--- Begin DATA ROWS ---
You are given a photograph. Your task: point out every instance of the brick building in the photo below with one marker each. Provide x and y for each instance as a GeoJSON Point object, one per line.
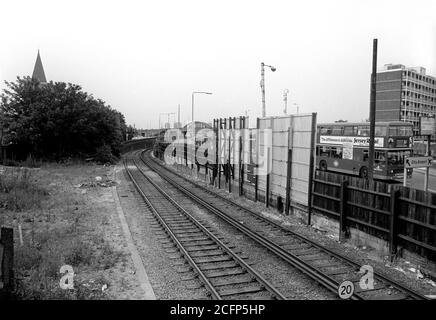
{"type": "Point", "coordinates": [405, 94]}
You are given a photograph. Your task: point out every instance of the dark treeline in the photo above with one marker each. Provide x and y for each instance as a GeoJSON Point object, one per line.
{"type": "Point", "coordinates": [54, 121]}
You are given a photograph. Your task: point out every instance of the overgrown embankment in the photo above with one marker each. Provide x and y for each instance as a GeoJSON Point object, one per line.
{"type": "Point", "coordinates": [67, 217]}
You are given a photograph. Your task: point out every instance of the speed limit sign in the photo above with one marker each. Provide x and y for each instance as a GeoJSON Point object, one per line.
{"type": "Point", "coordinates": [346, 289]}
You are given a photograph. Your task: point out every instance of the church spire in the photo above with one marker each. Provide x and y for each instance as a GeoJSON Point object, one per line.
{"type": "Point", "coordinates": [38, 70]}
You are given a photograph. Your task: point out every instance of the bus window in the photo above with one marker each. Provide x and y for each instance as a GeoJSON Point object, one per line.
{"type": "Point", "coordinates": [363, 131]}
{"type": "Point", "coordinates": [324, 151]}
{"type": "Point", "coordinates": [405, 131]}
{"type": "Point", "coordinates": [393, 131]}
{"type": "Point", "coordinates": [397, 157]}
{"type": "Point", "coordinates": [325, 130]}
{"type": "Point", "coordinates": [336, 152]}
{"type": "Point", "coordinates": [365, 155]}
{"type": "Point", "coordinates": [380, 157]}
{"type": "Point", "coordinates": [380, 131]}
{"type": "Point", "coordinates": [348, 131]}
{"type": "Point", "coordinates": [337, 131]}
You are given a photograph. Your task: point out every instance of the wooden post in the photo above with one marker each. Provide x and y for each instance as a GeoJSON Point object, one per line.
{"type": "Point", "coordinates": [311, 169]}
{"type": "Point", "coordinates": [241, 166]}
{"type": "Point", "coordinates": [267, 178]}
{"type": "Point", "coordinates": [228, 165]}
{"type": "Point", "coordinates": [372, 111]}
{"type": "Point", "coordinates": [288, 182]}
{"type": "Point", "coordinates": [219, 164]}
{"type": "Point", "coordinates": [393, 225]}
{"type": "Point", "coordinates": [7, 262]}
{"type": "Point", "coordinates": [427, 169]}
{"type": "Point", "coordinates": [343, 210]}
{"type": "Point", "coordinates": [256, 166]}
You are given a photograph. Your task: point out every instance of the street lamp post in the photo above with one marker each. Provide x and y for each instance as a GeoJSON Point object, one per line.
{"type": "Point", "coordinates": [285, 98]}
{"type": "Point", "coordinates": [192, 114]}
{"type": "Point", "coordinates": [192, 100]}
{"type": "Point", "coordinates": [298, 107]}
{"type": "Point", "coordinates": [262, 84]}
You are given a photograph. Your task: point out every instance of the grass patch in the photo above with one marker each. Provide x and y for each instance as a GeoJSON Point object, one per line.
--- End DATA ROWS ---
--- Begin DATA ROWS ---
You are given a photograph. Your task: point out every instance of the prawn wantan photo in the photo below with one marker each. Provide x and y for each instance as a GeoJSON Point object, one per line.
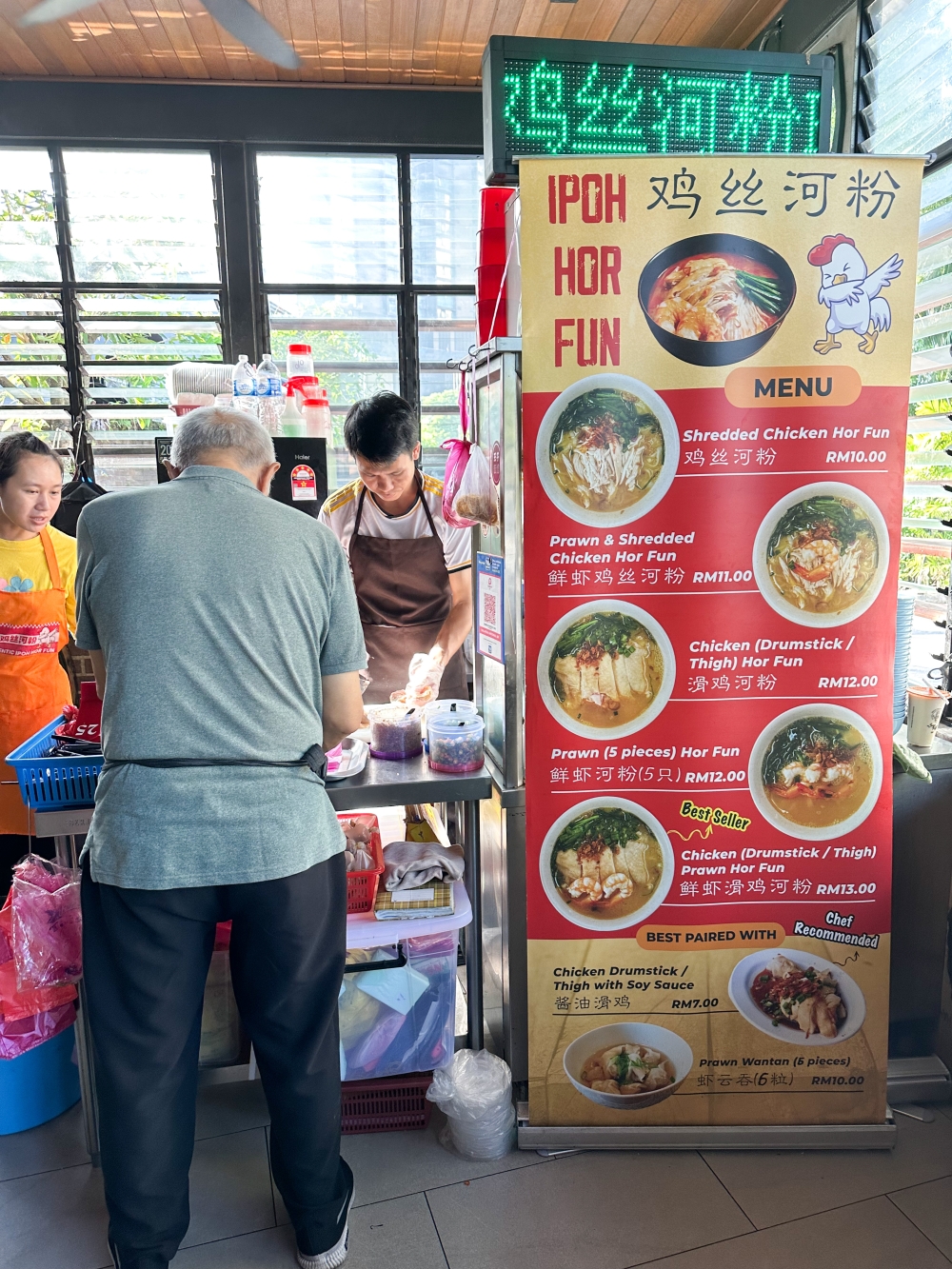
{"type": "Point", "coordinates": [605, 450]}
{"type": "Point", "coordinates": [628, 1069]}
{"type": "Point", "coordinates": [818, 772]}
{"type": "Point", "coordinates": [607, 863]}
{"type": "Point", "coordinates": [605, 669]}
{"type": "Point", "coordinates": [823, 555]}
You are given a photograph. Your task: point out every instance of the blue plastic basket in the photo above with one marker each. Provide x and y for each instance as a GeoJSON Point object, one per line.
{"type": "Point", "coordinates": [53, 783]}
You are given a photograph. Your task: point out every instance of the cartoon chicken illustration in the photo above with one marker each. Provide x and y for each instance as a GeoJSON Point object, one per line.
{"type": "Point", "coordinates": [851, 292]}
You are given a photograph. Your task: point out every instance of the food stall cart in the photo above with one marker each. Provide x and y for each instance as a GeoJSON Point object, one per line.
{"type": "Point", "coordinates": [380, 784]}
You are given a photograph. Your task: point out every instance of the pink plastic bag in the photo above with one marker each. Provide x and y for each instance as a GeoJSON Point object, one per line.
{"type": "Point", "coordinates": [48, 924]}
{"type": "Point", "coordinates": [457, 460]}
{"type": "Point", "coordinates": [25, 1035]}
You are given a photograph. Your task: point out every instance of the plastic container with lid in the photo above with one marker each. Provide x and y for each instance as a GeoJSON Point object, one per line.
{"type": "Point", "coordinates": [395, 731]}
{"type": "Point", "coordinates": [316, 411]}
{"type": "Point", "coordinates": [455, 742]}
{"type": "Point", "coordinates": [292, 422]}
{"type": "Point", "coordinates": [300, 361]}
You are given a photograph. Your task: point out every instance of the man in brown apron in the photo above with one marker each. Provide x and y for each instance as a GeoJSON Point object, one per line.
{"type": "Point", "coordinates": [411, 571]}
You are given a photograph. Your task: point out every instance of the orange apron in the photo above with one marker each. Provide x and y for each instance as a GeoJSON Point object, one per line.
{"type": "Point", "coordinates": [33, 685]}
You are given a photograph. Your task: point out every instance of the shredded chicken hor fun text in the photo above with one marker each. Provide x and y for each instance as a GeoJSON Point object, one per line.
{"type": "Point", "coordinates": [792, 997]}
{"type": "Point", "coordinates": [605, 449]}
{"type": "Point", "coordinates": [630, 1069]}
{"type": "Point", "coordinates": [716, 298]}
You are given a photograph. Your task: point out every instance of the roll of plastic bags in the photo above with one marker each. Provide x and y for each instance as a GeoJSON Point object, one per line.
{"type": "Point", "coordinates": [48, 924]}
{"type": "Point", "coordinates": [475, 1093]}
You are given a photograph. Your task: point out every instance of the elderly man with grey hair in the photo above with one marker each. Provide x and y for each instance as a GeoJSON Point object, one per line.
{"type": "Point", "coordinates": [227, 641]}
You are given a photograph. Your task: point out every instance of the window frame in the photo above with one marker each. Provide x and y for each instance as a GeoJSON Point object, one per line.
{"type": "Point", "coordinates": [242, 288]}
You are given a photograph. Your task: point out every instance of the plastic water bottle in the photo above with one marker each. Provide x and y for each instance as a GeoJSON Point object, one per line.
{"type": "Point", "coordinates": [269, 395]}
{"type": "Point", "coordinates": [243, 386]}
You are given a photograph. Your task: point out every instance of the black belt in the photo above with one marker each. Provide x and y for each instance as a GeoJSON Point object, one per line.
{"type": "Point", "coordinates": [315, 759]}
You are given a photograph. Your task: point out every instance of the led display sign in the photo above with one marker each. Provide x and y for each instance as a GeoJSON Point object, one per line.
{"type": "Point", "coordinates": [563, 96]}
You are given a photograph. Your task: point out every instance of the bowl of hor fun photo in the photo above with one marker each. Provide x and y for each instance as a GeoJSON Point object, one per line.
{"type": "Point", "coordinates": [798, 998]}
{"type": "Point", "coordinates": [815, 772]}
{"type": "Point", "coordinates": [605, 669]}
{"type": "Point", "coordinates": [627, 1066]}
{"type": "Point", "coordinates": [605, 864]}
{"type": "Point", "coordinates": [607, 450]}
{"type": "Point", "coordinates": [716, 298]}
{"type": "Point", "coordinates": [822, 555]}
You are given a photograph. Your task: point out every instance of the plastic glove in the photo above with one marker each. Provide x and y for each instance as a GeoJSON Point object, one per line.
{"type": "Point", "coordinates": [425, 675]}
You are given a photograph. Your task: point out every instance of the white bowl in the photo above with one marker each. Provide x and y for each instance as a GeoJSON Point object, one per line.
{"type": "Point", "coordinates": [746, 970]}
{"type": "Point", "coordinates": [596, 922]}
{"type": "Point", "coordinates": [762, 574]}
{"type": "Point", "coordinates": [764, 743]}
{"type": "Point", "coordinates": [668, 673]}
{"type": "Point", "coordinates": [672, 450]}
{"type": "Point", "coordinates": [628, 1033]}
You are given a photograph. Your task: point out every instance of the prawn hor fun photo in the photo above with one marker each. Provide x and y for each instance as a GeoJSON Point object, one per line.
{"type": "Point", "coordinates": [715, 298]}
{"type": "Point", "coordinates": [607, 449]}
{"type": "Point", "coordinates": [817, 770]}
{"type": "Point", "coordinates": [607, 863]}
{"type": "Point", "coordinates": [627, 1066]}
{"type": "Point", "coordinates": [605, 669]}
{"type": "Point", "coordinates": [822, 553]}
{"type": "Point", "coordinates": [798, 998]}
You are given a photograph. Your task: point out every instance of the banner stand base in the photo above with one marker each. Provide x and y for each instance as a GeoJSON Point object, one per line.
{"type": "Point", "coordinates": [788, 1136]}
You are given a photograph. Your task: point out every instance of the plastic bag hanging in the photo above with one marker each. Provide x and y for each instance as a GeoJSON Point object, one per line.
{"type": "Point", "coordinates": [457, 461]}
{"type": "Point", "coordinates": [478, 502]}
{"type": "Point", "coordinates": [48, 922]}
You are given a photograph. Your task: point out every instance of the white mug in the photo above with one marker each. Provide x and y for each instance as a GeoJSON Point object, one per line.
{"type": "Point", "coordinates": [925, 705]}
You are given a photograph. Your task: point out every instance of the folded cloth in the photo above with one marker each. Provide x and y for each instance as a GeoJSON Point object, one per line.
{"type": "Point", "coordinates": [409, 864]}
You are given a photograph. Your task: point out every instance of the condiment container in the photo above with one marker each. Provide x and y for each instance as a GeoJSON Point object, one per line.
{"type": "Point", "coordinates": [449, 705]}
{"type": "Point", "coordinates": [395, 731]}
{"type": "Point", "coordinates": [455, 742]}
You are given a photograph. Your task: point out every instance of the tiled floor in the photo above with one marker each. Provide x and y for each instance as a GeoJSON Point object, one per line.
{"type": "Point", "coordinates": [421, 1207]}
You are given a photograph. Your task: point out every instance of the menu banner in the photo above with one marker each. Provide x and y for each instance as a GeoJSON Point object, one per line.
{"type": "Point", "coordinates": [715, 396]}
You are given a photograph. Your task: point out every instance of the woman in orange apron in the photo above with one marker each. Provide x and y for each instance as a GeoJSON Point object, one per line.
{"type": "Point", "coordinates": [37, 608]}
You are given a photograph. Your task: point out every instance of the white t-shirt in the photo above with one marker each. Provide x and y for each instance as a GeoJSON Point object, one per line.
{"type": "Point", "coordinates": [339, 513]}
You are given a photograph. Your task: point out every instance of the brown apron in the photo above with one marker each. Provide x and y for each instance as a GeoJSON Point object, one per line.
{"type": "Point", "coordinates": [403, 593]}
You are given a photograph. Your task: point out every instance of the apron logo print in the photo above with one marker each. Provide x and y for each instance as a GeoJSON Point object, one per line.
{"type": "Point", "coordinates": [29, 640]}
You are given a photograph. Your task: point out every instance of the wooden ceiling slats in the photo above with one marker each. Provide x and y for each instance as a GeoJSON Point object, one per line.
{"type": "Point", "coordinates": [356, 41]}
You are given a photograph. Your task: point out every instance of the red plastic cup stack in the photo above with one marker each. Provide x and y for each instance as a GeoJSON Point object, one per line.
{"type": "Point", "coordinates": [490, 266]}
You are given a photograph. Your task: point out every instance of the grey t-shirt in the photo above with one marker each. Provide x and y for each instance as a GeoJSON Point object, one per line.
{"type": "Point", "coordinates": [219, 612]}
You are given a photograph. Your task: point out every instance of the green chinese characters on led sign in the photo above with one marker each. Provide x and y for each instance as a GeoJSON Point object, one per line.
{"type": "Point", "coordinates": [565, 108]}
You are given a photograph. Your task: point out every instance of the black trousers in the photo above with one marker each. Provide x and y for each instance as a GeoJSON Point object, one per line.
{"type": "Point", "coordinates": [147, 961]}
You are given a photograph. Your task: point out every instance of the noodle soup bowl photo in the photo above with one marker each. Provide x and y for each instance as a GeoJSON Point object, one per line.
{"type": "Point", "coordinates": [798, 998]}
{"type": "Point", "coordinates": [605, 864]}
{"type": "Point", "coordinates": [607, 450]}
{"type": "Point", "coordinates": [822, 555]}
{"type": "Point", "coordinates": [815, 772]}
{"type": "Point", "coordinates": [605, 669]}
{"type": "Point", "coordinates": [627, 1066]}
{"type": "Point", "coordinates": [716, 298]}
--- End DATA ROWS ---
Copy out every line in the listing above that contains the word "orange". Only matches with the same capitalization count.

You are given a photograph. Your task: point out every instance of the orange apron in the photo above with one marker each. Provide x and y for each instance as a GeoJSON Point object, one per line.
You are given a photograph. Your task: point out every instance of the woman in orange apron in the photo above with one marker each. Provide x and y for each instance as a GeoJSON Point object, one per line.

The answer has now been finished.